:: TEXT
On the last day of classes, I was discussing Smith of Wootton Major with the students in my J.R.R. Tolkien class and gave them the famous quote by Roger Lancelyn Green that seeking meaning in Smith is to "cut open the ball in search of its bounce."

When I was giving my talk in Norway, I mentioned another nice bit of rhetoric, by Maurice Bloch, who, in criticizing meme-based theories of culture, stated that “the culture of an individual, or of a group, is not a collection of bits, traits or memes, acquired from here and there, any more than a squirrel is a collection of hazelnuts.”

Now both of these pieces of rhetoric are quite effective in that they always get a laugh and do a lot to move the audience to the "side" of the speaker. But the more I analyze them, especially as metaphors, the more I think they are fundamentally wrong and that they are a kind of sophistry that is very counterproductive to understanding the world.
::::
:: RECORDS SHOWN
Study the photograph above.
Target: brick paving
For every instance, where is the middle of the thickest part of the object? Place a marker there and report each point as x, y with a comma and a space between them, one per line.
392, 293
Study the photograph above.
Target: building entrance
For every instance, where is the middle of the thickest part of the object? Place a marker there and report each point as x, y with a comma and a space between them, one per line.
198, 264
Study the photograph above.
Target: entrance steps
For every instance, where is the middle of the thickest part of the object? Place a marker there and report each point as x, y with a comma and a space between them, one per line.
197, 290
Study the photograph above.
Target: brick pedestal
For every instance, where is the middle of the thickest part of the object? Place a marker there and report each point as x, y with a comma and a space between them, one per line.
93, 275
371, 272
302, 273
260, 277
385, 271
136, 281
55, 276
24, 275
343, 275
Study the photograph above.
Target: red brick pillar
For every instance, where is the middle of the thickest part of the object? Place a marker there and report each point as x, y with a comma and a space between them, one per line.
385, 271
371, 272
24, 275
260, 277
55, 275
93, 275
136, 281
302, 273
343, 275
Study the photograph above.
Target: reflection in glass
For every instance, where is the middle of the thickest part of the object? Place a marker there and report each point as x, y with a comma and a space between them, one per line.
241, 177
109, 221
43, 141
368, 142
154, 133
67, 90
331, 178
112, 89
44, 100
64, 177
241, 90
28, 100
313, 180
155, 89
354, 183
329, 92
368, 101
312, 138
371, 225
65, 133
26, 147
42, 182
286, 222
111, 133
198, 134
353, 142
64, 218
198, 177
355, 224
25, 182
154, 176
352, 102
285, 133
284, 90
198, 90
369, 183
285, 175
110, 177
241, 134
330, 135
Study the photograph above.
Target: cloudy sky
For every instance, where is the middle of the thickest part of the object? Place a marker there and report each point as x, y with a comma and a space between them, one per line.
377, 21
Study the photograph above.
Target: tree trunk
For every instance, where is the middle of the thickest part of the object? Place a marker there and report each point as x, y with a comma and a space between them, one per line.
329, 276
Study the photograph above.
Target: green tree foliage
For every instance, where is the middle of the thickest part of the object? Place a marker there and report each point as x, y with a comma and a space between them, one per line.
::::
AIM A → In the text on rhetoric, which work was being discussed with the students on the last day of classes?
AIM B → Copy word for word the part of the text on rhetoric starting at "When I was giving" and ending at "understanding the world.".
Work only from the text on rhetoric, not from the lines.

TASK RESULT A → Smith of Wootton Major

TASK RESULT B →
When I was giving my talk in Norway, I mentioned another nice bit of rhetoric, by Maurice Bloch, who, in criticizing meme-based theories of culture, stated that “the culture of an individual, or of a group, is not a collection of bits, traits or memes, acquired from here and there, any more than a squirrel is a collection of hazelnuts.”

Now both of these pieces of rhetoric are quite effective in that they always get a laugh and do a lot to move the audience to the "side" of the speaker. But the more I analyze them, especially as metaphors, the more I think they are fundamentally wrong and that they are a kind of sophistry that is very counterproductive to understanding the world.